Stored entries:
[Start of section]
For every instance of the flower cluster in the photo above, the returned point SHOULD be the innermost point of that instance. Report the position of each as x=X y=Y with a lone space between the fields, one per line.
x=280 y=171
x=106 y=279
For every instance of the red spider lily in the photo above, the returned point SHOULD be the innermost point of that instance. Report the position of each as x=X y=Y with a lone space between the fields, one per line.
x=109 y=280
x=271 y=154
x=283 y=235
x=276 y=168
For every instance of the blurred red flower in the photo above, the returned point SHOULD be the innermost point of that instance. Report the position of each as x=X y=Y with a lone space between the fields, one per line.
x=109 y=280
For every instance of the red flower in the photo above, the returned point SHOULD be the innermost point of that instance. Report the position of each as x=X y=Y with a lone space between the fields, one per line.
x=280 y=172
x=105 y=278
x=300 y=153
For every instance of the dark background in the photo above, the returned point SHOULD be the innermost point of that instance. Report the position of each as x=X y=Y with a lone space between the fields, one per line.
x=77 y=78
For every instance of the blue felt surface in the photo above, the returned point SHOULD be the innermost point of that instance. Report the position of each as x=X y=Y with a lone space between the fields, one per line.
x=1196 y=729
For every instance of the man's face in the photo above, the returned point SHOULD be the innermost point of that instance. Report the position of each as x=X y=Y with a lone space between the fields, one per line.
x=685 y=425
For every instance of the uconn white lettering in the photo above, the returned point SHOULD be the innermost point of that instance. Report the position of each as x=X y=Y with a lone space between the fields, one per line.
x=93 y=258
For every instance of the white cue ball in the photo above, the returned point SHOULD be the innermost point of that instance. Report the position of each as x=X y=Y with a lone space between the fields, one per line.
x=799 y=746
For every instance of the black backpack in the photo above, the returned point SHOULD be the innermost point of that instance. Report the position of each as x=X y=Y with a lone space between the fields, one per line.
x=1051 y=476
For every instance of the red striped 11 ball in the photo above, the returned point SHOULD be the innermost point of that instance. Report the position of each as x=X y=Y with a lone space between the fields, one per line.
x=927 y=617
[End of section]
(Work to complete) Each record above should be reproduced in full, exactly as it stands.

(Written response)
For every instance of the flower cluster in the photo above, the returned point SHOULD be the innermost point of that instance. Report the position of each as x=X y=Y with a lone space between the fields, one per line.
x=280 y=171
x=106 y=279
For every instance of the red spider lily in the photo above, the returned point SHOULD be the innermost point of that instance. Report the position of each as x=X y=Y with a lone space between the fields, one per line.
x=109 y=280
x=271 y=154
x=283 y=235
x=276 y=168
For every instance of the blurred red flower in the photo above, the returned point SHOULD be the innermost point of that instance. Report the position of each as x=X y=Y with a lone space between the fields, one per line.
x=109 y=280
For every instance of the red flower in the photo above, the returned point SHOULD be the innermost point of that instance. Report the position of each as x=X y=Y with a lone space between the fields, one per line.
x=280 y=172
x=105 y=278
x=300 y=153
For every instance of the dark background in the photo above, the returned point SHOULD be the innermost point of that instance. Report the position of each as x=X y=Y with a lone space between the fields, one per line.
x=77 y=78
For every instance of the blue felt surface in the photo above, the returned point SHOULD be the innermost point of that instance. Report the position of each as x=X y=Y with a lone space between the fields, one per line.
x=1196 y=729
For every instance of the man's face in the photo above, the returned point SHOULD be the innermost point of that instance. Report the position of each as x=X y=Y with a lone space between the fields, one per line.
x=685 y=425
For every instance of the uconn white lettering in the photo above, the returned point SHOULD be the innermost point of that instance. Report the position of each as x=X y=Y with a lone space between the fields, one per line.
x=93 y=258
For every instance of the white cue ball in the photo above, the returned point SHOULD be the innermost point of that instance. Report the position of each as x=X y=Y with a lone space between the fields, one per line.
x=799 y=746
For every instance of the black backpack in the photo above, the returned point SHOULD be the innermost point of that instance. Report the position of each as x=X y=Y with a lone space between the fields, one per line.
x=1051 y=476
For every instance of the red striped 11 ball in the photo above, the returned point SHOULD be the innermost point of that instance. Report the position of each as x=X y=Y with a lone space between the fields, one per line.
x=927 y=617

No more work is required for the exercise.